PROBLEM STATEMENT:
Each entry in the listing must be set down again word for word.

EXTRACTED ENTRIES:
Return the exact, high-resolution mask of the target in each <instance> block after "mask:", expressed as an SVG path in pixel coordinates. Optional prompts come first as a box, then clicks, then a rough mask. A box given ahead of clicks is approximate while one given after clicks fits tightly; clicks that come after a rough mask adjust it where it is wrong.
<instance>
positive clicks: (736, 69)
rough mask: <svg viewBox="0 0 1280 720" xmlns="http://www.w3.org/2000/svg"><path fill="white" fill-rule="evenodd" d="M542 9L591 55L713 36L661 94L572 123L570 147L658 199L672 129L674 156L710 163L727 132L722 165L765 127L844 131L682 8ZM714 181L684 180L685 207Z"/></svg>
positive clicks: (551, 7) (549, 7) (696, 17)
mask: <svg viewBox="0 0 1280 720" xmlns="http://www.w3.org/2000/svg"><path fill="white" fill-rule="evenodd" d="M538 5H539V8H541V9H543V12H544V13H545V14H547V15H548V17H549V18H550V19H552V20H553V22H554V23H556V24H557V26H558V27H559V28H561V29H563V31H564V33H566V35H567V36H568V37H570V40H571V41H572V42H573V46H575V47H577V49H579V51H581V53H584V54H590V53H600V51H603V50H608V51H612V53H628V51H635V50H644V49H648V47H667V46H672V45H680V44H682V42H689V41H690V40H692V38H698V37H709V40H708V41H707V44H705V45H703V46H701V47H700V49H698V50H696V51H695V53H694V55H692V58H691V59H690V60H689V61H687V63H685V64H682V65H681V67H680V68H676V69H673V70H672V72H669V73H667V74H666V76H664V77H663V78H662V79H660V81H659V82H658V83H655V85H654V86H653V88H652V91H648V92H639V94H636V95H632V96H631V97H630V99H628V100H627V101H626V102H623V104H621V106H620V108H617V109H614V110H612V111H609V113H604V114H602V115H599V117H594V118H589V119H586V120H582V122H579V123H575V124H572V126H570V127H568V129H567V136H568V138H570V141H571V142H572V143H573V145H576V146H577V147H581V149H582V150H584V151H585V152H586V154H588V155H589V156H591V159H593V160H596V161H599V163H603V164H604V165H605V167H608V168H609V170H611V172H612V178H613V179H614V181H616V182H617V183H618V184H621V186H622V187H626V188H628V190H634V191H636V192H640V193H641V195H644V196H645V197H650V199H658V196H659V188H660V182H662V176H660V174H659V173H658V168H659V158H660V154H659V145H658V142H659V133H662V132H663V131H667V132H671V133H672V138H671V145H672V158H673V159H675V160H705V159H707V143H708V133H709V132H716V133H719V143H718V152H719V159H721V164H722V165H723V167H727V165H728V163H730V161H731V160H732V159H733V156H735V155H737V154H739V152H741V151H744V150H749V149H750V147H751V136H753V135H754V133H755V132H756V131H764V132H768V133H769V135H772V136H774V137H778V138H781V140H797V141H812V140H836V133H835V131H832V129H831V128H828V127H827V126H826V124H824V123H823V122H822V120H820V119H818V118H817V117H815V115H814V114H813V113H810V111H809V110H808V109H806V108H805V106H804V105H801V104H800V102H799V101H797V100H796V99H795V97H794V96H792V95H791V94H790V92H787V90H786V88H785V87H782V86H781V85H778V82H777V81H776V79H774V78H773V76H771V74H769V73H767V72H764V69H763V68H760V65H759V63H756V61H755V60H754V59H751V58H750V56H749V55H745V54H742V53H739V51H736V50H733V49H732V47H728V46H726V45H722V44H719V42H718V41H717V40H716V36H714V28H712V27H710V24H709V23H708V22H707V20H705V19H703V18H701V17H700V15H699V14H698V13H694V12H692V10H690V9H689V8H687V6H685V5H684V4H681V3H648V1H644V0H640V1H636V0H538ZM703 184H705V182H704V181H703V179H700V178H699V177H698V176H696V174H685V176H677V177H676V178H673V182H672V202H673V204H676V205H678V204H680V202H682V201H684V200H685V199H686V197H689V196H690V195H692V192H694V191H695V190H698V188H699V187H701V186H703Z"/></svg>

EXERCISE RESULT:
Return the exact, high-resolution mask of the target in each <instance> block after "mask:", expressed as an SVG path in pixel coordinates. Optional prompts come first as a box, then clicks, then a rough mask. A box given ahead of clicks is approximate while one given after clicks fits tightly; clicks that come after a rough mask adjust it where it is wrong.
<instance>
positive clicks: (736, 69)
rough mask: <svg viewBox="0 0 1280 720" xmlns="http://www.w3.org/2000/svg"><path fill="white" fill-rule="evenodd" d="M542 9L591 55L713 36L661 94L572 123L570 147L658 199L672 129L674 156L710 163L727 132L722 165L765 127L844 131L682 8ZM714 181L684 180L685 207Z"/></svg>
positive clicks: (551, 7) (549, 7) (696, 17)
mask: <svg viewBox="0 0 1280 720" xmlns="http://www.w3.org/2000/svg"><path fill="white" fill-rule="evenodd" d="M538 5H539V8H541V9H543V12H544V13H545V14H547V15H548V17H549V18H550V19H552V20H553V22H554V23H556V24H557V26H558V27H559V28H561V29H563V31H564V33H566V35H567V36H568V37H570V40H571V41H572V42H573V46H575V47H577V49H579V51H581V53H584V54H590V53H600V51H603V50H608V51H612V53H628V51H635V50H644V49H648V47H667V46H672V45H680V44H682V42H689V41H690V40H692V38H698V37H709V40H708V41H707V44H705V45H703V46H701V47H700V49H698V50H696V51H695V53H694V55H692V58H691V59H690V60H689V61H687V63H685V64H682V65H681V67H680V68H676V69H673V70H672V72H669V73H667V74H666V76H664V77H663V78H662V79H660V81H659V82H658V83H655V85H654V86H653V88H652V91H648V92H639V94H636V95H632V96H631V97H630V99H628V100H627V101H626V102H623V104H621V106H620V108H617V109H614V110H612V111H609V113H604V114H602V115H599V117H594V118H589V119H586V120H582V122H579V123H575V124H572V126H570V127H568V129H567V136H568V138H570V141H571V142H572V143H573V145H576V146H577V147H581V149H582V150H584V151H585V152H586V154H588V155H589V156H591V159H593V160H596V161H599V163H603V164H604V165H605V167H608V168H609V170H611V172H612V178H613V179H614V181H616V182H617V183H618V184H621V186H622V187H626V188H628V190H634V191H636V192H640V193H641V195H644V196H645V197H650V199H658V196H659V188H660V182H662V176H660V174H659V173H658V168H659V158H660V154H659V145H658V142H659V133H662V132H663V131H667V132H671V133H672V138H671V145H672V158H673V159H675V160H705V159H707V143H708V133H709V132H716V133H719V143H718V152H719V159H721V164H722V165H723V167H727V165H728V163H730V161H731V160H732V159H733V156H735V155H737V154H739V152H741V151H744V150H749V149H750V147H751V136H753V135H754V133H755V132H756V131H764V132H768V133H769V135H772V136H774V137H778V138H781V140H797V141H812V140H836V133H835V131H832V129H831V128H828V127H827V126H826V124H824V123H823V122H822V120H820V119H818V118H817V117H815V115H814V114H813V113H810V111H809V110H808V109H806V108H805V106H804V105H801V104H800V102H799V101H797V100H796V99H795V97H794V96H792V95H791V94H790V92H787V90H786V88H785V87H782V86H781V85H778V82H777V81H776V79H774V78H773V76H771V74H769V73H767V72H764V69H763V68H760V65H759V63H756V61H755V60H754V59H751V58H750V56H749V55H745V54H742V53H739V51H736V50H733V49H732V47H728V46H726V45H722V44H719V42H718V41H717V40H716V36H714V28H712V27H710V24H709V23H708V22H707V20H705V19H703V18H701V17H700V15H699V14H698V13H694V12H692V10H690V9H689V8H687V6H685V5H684V4H681V3H648V1H644V0H640V1H636V0H538ZM703 184H705V182H704V181H703V179H700V178H699V177H698V176H696V174H685V176H677V177H676V178H673V182H672V202H673V204H676V205H678V204H680V202H682V201H684V200H685V199H686V197H689V196H690V195H692V192H694V191H695V190H698V188H699V187H701V186H703Z"/></svg>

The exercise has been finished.